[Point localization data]
=== Begin Enclosure ===

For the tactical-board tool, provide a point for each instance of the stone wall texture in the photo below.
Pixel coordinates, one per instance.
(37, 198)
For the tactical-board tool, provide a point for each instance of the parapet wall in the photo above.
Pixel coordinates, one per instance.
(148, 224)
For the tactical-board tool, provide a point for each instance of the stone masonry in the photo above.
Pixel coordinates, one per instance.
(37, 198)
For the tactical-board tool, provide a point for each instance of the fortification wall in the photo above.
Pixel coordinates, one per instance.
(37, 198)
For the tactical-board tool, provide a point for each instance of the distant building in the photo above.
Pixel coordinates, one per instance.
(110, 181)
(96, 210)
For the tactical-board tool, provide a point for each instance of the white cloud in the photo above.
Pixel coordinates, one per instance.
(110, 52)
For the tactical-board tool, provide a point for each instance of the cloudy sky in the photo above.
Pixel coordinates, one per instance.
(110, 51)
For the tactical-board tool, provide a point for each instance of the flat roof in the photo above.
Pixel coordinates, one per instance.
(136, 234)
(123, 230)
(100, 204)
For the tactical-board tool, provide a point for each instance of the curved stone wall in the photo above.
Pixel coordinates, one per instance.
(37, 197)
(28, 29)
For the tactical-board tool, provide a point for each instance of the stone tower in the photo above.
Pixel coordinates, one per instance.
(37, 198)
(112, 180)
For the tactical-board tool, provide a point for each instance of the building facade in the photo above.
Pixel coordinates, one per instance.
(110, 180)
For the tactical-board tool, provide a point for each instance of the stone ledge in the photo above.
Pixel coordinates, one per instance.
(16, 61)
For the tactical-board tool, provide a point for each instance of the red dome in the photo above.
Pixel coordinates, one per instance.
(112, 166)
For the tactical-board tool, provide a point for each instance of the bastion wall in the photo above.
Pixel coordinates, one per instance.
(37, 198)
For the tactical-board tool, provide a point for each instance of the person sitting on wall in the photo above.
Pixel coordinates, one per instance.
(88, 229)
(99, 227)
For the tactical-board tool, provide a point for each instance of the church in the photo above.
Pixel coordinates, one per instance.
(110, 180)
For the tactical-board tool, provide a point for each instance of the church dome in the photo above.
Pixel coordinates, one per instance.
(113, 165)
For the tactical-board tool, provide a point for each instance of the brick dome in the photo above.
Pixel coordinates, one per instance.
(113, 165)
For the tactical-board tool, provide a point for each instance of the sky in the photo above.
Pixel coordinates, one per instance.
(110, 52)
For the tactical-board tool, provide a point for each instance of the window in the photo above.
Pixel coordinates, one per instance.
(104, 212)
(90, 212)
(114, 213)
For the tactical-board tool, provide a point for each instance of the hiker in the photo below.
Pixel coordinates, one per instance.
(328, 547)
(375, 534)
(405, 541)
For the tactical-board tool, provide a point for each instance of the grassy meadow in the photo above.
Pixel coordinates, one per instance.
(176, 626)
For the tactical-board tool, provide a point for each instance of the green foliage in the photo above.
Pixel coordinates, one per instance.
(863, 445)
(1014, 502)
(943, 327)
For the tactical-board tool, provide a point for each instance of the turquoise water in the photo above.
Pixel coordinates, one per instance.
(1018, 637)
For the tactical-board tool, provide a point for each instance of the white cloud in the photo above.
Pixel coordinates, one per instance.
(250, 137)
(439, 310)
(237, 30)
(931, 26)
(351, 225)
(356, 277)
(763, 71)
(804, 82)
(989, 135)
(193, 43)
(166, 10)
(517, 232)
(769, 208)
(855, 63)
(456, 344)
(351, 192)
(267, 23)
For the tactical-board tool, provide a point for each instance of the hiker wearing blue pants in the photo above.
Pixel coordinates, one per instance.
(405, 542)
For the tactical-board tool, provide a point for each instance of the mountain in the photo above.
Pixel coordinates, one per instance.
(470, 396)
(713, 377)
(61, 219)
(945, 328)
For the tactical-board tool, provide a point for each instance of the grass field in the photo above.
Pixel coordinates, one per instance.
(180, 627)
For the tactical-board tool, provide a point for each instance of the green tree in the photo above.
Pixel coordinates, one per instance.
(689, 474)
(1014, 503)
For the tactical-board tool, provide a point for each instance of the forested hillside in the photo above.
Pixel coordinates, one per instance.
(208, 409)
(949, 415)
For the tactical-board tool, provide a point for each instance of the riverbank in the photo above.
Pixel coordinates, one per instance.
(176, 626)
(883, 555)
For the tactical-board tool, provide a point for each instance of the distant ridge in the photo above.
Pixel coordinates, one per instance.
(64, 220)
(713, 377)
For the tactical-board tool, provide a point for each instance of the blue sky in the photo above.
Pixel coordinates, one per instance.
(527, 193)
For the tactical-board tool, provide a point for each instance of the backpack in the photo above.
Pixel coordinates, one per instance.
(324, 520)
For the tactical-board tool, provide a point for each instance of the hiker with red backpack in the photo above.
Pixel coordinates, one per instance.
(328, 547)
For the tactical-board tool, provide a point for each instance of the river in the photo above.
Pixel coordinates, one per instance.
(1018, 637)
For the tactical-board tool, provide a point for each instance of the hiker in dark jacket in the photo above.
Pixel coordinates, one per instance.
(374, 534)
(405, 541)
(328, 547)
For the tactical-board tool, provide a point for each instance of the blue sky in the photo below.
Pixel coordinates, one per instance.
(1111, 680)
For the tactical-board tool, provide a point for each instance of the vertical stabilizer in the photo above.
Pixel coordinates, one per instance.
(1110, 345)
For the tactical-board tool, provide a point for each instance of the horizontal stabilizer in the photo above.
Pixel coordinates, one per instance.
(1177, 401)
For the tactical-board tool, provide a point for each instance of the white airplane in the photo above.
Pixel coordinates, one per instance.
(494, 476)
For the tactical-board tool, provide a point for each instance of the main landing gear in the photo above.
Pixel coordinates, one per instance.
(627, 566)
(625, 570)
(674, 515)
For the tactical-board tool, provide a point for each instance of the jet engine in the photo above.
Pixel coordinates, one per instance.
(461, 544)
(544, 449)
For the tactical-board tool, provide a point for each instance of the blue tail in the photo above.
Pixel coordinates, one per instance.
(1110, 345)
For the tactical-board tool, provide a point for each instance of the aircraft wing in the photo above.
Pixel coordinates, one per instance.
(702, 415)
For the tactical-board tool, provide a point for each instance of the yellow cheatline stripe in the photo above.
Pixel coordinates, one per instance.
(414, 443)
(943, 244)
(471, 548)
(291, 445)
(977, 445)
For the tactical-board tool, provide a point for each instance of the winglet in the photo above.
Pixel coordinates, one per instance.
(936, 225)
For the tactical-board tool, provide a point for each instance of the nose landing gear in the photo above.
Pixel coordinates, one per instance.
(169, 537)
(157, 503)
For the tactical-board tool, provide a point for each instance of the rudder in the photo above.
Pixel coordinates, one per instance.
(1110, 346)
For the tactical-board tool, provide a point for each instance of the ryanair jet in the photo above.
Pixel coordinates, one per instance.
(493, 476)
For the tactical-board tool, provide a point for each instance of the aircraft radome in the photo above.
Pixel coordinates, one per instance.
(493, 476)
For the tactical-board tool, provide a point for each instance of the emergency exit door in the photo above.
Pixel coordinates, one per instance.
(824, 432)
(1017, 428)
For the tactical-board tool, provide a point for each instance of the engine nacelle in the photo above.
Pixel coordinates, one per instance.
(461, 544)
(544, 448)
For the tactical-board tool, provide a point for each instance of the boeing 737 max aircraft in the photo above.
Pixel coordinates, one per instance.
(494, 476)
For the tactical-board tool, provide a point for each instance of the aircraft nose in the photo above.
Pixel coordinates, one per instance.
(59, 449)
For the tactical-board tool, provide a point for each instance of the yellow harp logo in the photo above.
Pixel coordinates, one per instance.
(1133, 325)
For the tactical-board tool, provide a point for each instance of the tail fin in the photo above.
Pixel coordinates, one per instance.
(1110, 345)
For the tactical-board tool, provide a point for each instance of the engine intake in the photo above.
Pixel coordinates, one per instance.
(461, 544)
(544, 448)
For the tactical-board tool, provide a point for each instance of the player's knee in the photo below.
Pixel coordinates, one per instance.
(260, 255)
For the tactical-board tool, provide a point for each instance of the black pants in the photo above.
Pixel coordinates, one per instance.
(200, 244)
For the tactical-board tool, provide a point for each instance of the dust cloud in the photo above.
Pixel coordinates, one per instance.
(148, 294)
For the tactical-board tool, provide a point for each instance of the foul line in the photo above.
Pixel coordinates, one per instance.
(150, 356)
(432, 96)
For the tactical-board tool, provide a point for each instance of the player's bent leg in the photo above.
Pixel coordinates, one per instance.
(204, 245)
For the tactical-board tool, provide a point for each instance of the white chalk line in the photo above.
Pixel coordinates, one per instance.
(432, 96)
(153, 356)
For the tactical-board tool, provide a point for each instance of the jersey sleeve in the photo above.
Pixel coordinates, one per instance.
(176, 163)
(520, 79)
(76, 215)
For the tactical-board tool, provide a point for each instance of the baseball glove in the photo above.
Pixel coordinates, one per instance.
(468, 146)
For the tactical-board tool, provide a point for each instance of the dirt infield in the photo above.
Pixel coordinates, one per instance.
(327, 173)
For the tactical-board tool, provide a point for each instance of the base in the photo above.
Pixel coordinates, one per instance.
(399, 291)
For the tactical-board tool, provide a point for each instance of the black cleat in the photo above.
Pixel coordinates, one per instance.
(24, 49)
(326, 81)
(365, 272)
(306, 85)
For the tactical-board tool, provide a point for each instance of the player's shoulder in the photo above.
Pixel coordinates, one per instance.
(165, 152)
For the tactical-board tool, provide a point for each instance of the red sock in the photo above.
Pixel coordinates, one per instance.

=== End Enclosure ===

• **Task details**
Copy every line of the records above, starting with the first, up to and including the line containing "stone wall in the photo above.".

• **Result for this task**
For the tactical-board tool, provide a point for each instance of the stone wall texture in the photo below.
Pixel coordinates, one per instance.
(37, 198)
For the tactical-board tool, provide a point for each instance of the parapet wall in the photo above.
Pixel coordinates, one per instance.
(148, 224)
For the tactical-board tool, provide a point for each instance of the stone masonry in the photo above.
Pixel coordinates, one per instance.
(37, 198)
For the tactical-board tool, provide a point for each instance of the fortification wall in the photo above.
Pixel coordinates, one per instance.
(37, 198)
For the tactical-board tool, provide a point for each instance of the distant building in the photo above.
Pixel coordinates, one per instance.
(110, 181)
(96, 210)
For the tactical-board tool, provide a point for each instance of the white cloud in the photo above.
Pixel coordinates, one per instance.
(110, 52)
For the tactical-board tool, provide a point for each instance of the cloudy sky in the photo above.
Pixel coordinates, one per instance.
(110, 51)
For the tactical-board tool, provide a point for each instance of the flat roof in the photo above.
Pixel coordinates, one per instance.
(136, 234)
(123, 230)
(100, 204)
For the tactical-board tool, provide a point for each instance of the curved stone wall in the photo above.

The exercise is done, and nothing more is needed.